- **WHAT TO DO**:
Print out the records that follow, exactly and completely.

- **PROVIDED INFORMATION**:
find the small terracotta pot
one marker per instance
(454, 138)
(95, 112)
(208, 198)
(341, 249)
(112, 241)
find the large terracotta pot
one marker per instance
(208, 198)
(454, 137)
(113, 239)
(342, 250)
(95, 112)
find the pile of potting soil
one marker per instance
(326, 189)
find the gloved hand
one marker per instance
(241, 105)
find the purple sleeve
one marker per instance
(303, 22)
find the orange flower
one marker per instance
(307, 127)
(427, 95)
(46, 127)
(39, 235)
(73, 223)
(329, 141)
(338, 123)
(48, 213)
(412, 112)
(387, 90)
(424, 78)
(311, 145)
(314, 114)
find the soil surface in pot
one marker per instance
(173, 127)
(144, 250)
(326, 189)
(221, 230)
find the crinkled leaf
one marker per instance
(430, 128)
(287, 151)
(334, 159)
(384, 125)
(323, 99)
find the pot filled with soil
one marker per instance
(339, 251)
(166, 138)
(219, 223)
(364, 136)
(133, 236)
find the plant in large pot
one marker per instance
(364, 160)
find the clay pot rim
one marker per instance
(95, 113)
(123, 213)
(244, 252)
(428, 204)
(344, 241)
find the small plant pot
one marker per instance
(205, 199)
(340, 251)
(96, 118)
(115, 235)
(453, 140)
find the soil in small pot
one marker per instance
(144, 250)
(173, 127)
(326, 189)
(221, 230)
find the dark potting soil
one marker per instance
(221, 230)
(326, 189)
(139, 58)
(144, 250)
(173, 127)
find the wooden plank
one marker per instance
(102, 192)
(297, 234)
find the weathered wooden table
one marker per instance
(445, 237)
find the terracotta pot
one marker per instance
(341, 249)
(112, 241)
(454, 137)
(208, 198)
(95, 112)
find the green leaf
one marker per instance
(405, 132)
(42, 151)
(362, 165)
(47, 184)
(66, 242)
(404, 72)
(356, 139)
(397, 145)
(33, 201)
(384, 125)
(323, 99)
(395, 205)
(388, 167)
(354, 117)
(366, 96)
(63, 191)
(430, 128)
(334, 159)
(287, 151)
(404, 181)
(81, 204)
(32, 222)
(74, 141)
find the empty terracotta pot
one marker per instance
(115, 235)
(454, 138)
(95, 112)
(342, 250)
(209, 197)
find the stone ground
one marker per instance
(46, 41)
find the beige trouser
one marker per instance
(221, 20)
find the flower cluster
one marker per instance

- **RESPONSE**:
find the small terracotta pot
one marker per instance
(454, 138)
(95, 112)
(208, 198)
(341, 249)
(112, 241)
find the large terracotta pot
one marker per instance
(208, 198)
(454, 137)
(113, 239)
(342, 250)
(95, 112)
find the pile of potting soil
one marker per instance
(326, 189)
find the gloved hand
one marker per instance
(241, 105)
find the purple sleeve
one marker per instance
(303, 22)
find the orange flower
one marker per instance
(307, 127)
(427, 95)
(46, 127)
(39, 235)
(73, 223)
(329, 141)
(338, 123)
(48, 213)
(412, 112)
(387, 90)
(424, 78)
(311, 145)
(314, 114)
find the soil surface in pot
one marker per instance
(173, 127)
(144, 250)
(326, 189)
(221, 230)
find the crinkled leaf
one marker per instance
(430, 128)
(287, 151)
(334, 159)
(384, 125)
(323, 99)
find the pot filled with soil
one marker per instance
(339, 251)
(166, 138)
(219, 223)
(364, 136)
(133, 236)
find the plant in large pot
one marker per instance
(364, 160)
find the clay pot rim
one marker per instance
(95, 113)
(123, 213)
(244, 252)
(428, 204)
(344, 241)
find the small plant pot
one marker per instance
(205, 199)
(340, 251)
(96, 118)
(115, 235)
(453, 140)
find the soil in small pot
one marker per instance
(144, 250)
(173, 127)
(326, 189)
(221, 230)
find the dark potting soil
one marker per instance
(221, 230)
(326, 189)
(139, 58)
(144, 250)
(173, 127)
find the wooden plank
one marker per instance
(102, 192)
(297, 234)
find the weathered wooden table
one marker per instance
(445, 237)
find the terracotta pot
one marker per instance
(341, 249)
(112, 241)
(454, 137)
(208, 198)
(95, 112)
find the green leaf
one marker per instance
(405, 132)
(42, 151)
(362, 165)
(47, 184)
(66, 242)
(404, 72)
(356, 139)
(397, 145)
(33, 201)
(384, 125)
(323, 99)
(395, 205)
(388, 167)
(354, 117)
(366, 96)
(63, 191)
(430, 128)
(334, 159)
(287, 151)
(404, 181)
(81, 204)
(32, 222)
(74, 141)
find the empty terracotta pot
one marker per instance
(115, 235)
(454, 138)
(95, 112)
(342, 250)
(209, 197)
find the stone ground
one marker per instance
(46, 41)
find the beige trouser
one marker per instance
(221, 20)
find the flower cluster
one marker per instance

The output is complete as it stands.